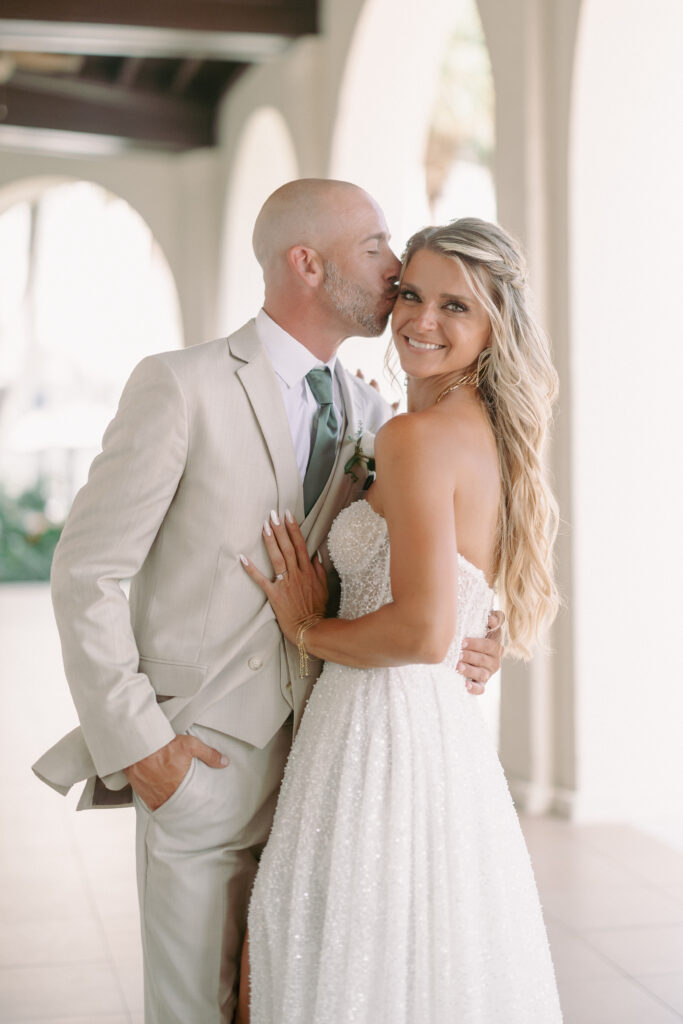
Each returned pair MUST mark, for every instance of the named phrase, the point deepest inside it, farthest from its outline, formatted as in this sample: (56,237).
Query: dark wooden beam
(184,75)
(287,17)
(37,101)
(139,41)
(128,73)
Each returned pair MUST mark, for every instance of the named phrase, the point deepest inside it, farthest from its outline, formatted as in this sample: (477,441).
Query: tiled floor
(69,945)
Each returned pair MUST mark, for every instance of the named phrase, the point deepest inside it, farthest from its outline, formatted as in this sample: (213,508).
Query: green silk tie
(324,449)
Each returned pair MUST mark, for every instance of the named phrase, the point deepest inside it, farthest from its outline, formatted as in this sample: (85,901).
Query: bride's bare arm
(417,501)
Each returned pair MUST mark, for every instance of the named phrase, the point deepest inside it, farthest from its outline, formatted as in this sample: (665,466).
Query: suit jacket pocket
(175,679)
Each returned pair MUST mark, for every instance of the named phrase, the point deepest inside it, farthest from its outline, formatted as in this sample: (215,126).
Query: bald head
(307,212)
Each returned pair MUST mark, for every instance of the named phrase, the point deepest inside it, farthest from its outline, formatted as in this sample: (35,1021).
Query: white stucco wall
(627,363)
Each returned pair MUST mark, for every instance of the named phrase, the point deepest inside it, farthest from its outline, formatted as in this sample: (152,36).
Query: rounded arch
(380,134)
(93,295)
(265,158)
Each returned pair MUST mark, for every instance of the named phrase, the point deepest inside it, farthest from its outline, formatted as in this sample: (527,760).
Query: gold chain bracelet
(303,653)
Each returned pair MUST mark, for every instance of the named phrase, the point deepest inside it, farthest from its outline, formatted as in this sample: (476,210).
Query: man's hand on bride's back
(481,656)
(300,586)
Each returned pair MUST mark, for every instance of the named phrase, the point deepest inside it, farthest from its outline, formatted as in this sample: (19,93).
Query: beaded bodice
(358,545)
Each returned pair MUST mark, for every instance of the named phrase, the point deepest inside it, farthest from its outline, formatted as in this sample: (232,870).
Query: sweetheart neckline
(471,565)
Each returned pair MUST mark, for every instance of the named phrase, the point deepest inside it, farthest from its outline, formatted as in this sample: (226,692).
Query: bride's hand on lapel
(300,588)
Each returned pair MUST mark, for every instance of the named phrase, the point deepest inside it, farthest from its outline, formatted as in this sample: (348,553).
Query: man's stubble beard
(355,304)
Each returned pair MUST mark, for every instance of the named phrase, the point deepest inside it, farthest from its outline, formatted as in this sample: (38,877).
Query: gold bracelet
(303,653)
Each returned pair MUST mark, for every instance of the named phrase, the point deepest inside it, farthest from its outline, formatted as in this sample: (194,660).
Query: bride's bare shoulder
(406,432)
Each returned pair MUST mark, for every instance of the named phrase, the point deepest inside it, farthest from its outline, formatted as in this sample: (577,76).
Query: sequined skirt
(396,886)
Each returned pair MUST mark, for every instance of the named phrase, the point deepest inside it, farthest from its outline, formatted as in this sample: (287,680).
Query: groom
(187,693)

**SET PROBLEM**
Reproduce the full listing above verbatim, with no pictures included.

**SOLUTION FOR THIS PROBLEM**
Each returned pair MUST mark, for every instance of the named phrase, the point deepest inside it, farthest from its outline, formatted as in this sample: (56,237).
Query: dark wooden beam
(184,75)
(287,17)
(37,101)
(139,41)
(128,73)
Each returned pair MUST mark, for every instance of the named phrase, the point deepest inside it, farthest from its outline, formatted as in this sample: (477,441).
Query: tiled floor
(69,945)
Each returned pair MUST mark, for every instance of the named phrase, the point deepest inside it, farthest from its outline, formatted as in this sample: (213,508).
Query: green silk tie
(324,449)
Each returned pair MUST mark, for every instance of the named phrase, the point deepest inside it, farthest from its outline, formatted as in this sample: (85,901).
Query: bride's bare arm
(417,501)
Each returned pair MUST mark, for every instance of the named phrase, the point deepest inside it, farthest from its outline, formatted as in this sample: (665,466).
Query: suit jacket pocket
(175,679)
Each returned pair MUST mark, for every instance of the named phrase, the point deepest inside it, farthest from its outline, formatted as in this sample: (215,126).
Query: bald head
(307,212)
Each returned pair MUST mark, for every instance of the named phrase, the point deepest inside it, farthest from its outline, formatted as in this sample: (35,1021).
Query: white stucco wall
(627,363)
Each returned pair MUST mark, for every instance of the named phrase, the point deepest inside it, farthest from its outline, formatted as in this sample: (152,36).
Query: rounded arch
(380,134)
(93,295)
(265,158)
Each returned pair MUST mark, for every instance of the named phrase, the point deepest inside it, farthest from its outline, formatted as in this sample: (527,760).
Query: gold chain bracelet
(303,653)
Each returned pair MUST mark, for every instance of the named phrase, the point deepest inside it, farthest from its outline, formatted as in this sample: (476,210).
Query: man's hand on bride's back
(481,656)
(300,586)
Each returned pair MUST mark, for every instance of the named phrase, the point deepest inside it, farthest from its outline, formatted as in this sample: (19,93).
Query: beaded bodice
(358,545)
Each returned pair MUST mark, for every instance of the named phrase, the point deepest inside it, farthest from its outline, formatted as in this sample: (232,870).
Query: sweetheart neckline
(471,565)
Each returned pair MUST mark, for every instance of the named phrase, the point deepest inside it, farthest from its outline, formatted as in this sample: (226,692).
Query: bride's hand on lapel
(300,588)
Each returned pair MUST mark, for every instance of the named phrase, the point deepest inside it, farthest from its outline, formatted as in this sample: (348,553).
Query: man's stubble beard
(355,304)
Each returned pair MUST mark, for every instance of the named phrase, the point deepest inside it, farthest from its outline, formatted as in this sample: (38,877).
Query: gold bracelet
(303,653)
Each returned pair MUST mark, for every instance of the named phrase, the point deepest inside it, farthest from its outline, formatted as in this sample: (194,660).
Query: bride's bare shoulder
(406,432)
Each returned pair MUST mark, for every instance of the named phrase, the point deepest inside it, farthest from its outline, formatted as in this sample: (577,76).
Query: sequined skirt
(396,886)
Each returned pair MUST mark, for every instance of the named phrase, the point deepest inside it, farthest from its outline, formatted as in this sample: (287,680).
Query: groom
(187,693)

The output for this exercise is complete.